▸ **WORK TO BE COMPLETED**:
Lines in the listing below that contain the string "array" are to be found and copied.

▸ **RECORD SET**:
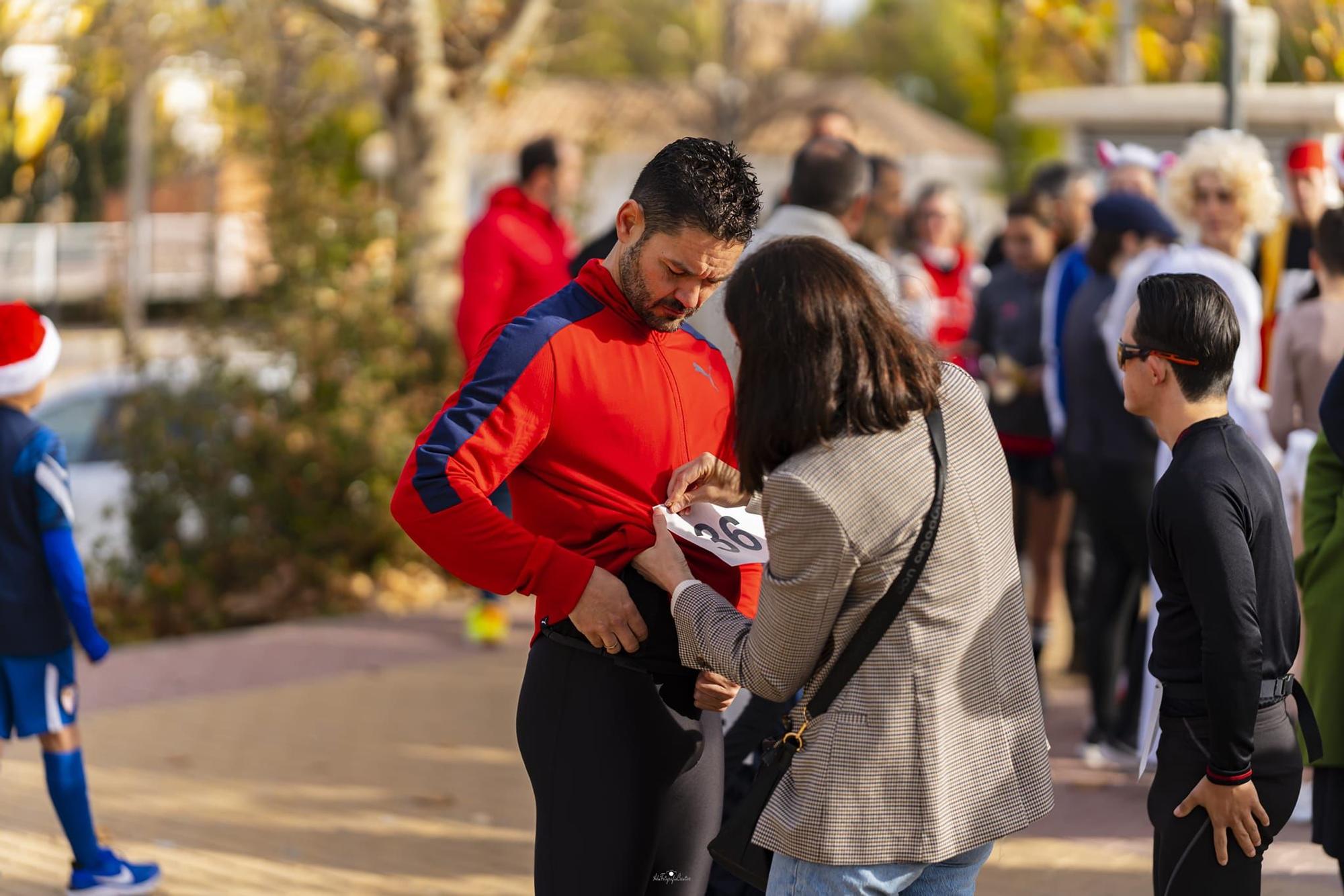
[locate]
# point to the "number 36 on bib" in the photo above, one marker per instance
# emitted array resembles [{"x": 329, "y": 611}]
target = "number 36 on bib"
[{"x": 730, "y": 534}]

...

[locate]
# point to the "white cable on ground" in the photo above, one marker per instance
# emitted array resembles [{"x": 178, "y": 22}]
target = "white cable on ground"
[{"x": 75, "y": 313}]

▸ **RESPONSE FOR THIS EXERCISE**:
# emitted array resembles [{"x": 329, "y": 611}]
# emitted array resembles [{"x": 178, "y": 22}]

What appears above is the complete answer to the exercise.